What you will do: Output every line of the records as a JSON list of strings, one string per line, skipping blank lines. Leave the pictures out.
____ Stored records
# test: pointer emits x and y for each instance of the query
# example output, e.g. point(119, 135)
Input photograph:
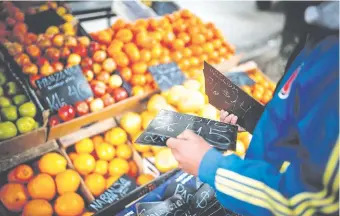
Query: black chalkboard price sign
point(224, 94)
point(64, 88)
point(167, 75)
point(170, 124)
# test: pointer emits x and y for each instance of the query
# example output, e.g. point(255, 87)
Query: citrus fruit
point(144, 179)
point(124, 152)
point(118, 167)
point(101, 167)
point(42, 186)
point(37, 207)
point(52, 163)
point(84, 163)
point(116, 136)
point(111, 180)
point(131, 122)
point(84, 146)
point(70, 204)
point(95, 183)
point(165, 161)
point(67, 181)
point(105, 151)
point(13, 196)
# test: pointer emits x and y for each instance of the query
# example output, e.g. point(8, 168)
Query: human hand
point(230, 119)
point(189, 150)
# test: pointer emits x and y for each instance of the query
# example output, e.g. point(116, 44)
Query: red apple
point(96, 105)
point(96, 68)
point(109, 65)
point(99, 56)
point(33, 51)
point(41, 61)
point(54, 120)
point(67, 113)
point(94, 46)
point(88, 73)
point(52, 53)
point(80, 50)
point(98, 88)
point(115, 81)
point(46, 69)
point(58, 40)
point(84, 40)
point(70, 41)
point(119, 94)
point(108, 100)
point(58, 66)
point(30, 69)
point(74, 59)
point(65, 52)
point(103, 76)
point(81, 108)
point(34, 78)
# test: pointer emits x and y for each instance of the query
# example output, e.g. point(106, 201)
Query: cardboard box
point(76, 124)
point(31, 158)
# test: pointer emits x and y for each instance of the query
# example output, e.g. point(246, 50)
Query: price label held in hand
point(64, 88)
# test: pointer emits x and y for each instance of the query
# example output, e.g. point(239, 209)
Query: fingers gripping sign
point(189, 150)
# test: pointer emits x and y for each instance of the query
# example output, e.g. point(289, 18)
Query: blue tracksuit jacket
point(299, 125)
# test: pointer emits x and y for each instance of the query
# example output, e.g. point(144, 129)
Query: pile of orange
point(180, 37)
point(102, 159)
point(51, 189)
point(263, 88)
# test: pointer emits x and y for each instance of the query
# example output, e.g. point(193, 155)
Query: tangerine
point(84, 146)
point(42, 186)
point(13, 196)
point(95, 183)
point(118, 166)
point(52, 163)
point(84, 163)
point(37, 207)
point(67, 181)
point(70, 204)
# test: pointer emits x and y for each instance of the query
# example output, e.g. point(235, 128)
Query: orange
point(131, 122)
point(116, 136)
point(144, 179)
point(145, 55)
point(52, 163)
point(84, 146)
point(165, 161)
point(42, 186)
point(95, 183)
point(124, 152)
point(37, 207)
point(124, 35)
point(133, 169)
point(84, 163)
point(70, 204)
point(139, 68)
point(13, 196)
point(118, 166)
point(72, 156)
point(111, 180)
point(101, 167)
point(67, 181)
point(105, 151)
point(23, 173)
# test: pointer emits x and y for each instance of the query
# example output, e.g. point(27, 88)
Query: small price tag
point(64, 88)
point(167, 75)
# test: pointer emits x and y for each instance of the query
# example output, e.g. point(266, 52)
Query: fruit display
point(45, 187)
point(180, 37)
point(18, 115)
point(102, 159)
________
Exercise answer:
[
  "# test: pointer emits x and y for each instance of the query",
  "# example output, e.g. point(119, 135)",
  "Input photograph:",
  "Query: black chalkboard price sign",
  "point(224, 94)",
  "point(64, 88)",
  "point(167, 75)",
  "point(170, 124)",
  "# test: pointer emits x and y for each instance of the query",
  "# example output, e.g. point(255, 87)",
  "Query: citrus fruit",
  "point(144, 179)",
  "point(124, 152)",
  "point(118, 167)",
  "point(101, 167)",
  "point(42, 186)",
  "point(37, 207)",
  "point(52, 163)",
  "point(84, 163)",
  "point(116, 136)",
  "point(111, 180)",
  "point(131, 122)",
  "point(84, 146)",
  "point(70, 204)",
  "point(95, 183)",
  "point(165, 161)",
  "point(67, 181)",
  "point(105, 151)",
  "point(13, 196)",
  "# test: pointer emits x and y for each instance of the query",
  "# example output, e.g. point(8, 168)",
  "Query: human hand",
  "point(230, 119)",
  "point(189, 150)",
  "# test: pointer emits x and y for each instance of the query",
  "# example output, e.g. point(116, 44)",
  "Query: red apple",
  "point(96, 105)",
  "point(96, 68)",
  "point(109, 65)",
  "point(99, 56)",
  "point(33, 51)",
  "point(41, 61)",
  "point(54, 120)",
  "point(67, 113)",
  "point(94, 46)",
  "point(88, 73)",
  "point(52, 53)",
  "point(80, 50)",
  "point(98, 88)",
  "point(115, 81)",
  "point(46, 69)",
  "point(58, 40)",
  "point(84, 40)",
  "point(70, 41)",
  "point(119, 94)",
  "point(108, 100)",
  "point(58, 66)",
  "point(30, 69)",
  "point(74, 59)",
  "point(65, 52)",
  "point(103, 76)",
  "point(81, 108)",
  "point(34, 78)",
  "# test: pointer emits x and y for each instance of the query",
  "# example output, e.g. point(106, 201)",
  "Query: cardboard box",
  "point(76, 124)",
  "point(31, 158)",
  "# test: pointer emits x and y for each instance of the query",
  "# example output, e.g. point(246, 50)",
  "Query: price label held in hand",
  "point(64, 88)",
  "# test: pointer emits x and y for each instance of the query",
  "# example output, e.g. point(239, 209)",
  "Query: fingers gripping sign",
  "point(189, 150)",
  "# test: pointer emits x and y for each instance of the query",
  "# example output, e.g. point(289, 18)",
  "Query: blue tracksuit jacket",
  "point(299, 125)",
  "# test: pointer emits x and y for each instance of the query",
  "# example output, e.g. point(144, 129)",
  "Query: pile of orange",
  "point(180, 37)",
  "point(102, 159)",
  "point(51, 189)",
  "point(263, 88)",
  "# test: pointer emits x and y for each instance of the query",
  "# example output, e.g. point(193, 155)",
  "Query: tangerine",
  "point(84, 146)",
  "point(42, 186)",
  "point(13, 196)",
  "point(95, 183)",
  "point(118, 166)",
  "point(52, 163)",
  "point(84, 163)",
  "point(37, 207)",
  "point(67, 181)",
  "point(70, 204)",
  "# test: pointer emits x and y for each instance of the query",
  "# example output, e.g. point(235, 128)",
  "Query: orange",
  "point(131, 122)",
  "point(116, 136)",
  "point(144, 179)",
  "point(145, 55)",
  "point(52, 163)",
  "point(84, 146)",
  "point(165, 161)",
  "point(42, 186)",
  "point(95, 183)",
  "point(124, 152)",
  "point(37, 207)",
  "point(124, 35)",
  "point(133, 169)",
  "point(84, 163)",
  "point(70, 204)",
  "point(139, 68)",
  "point(13, 196)",
  "point(118, 166)",
  "point(72, 156)",
  "point(111, 180)",
  "point(101, 167)",
  "point(67, 181)",
  "point(105, 151)",
  "point(23, 173)",
  "# test: pointer emits x and y for each instance of the query",
  "# example output, e.g. point(27, 88)",
  "Query: small price tag",
  "point(64, 88)",
  "point(167, 75)",
  "# test: pointer emits x and y for each instance of the query",
  "# example output, e.g. point(266, 52)",
  "Query: fruit display",
  "point(45, 187)",
  "point(180, 37)",
  "point(18, 115)",
  "point(102, 159)"
]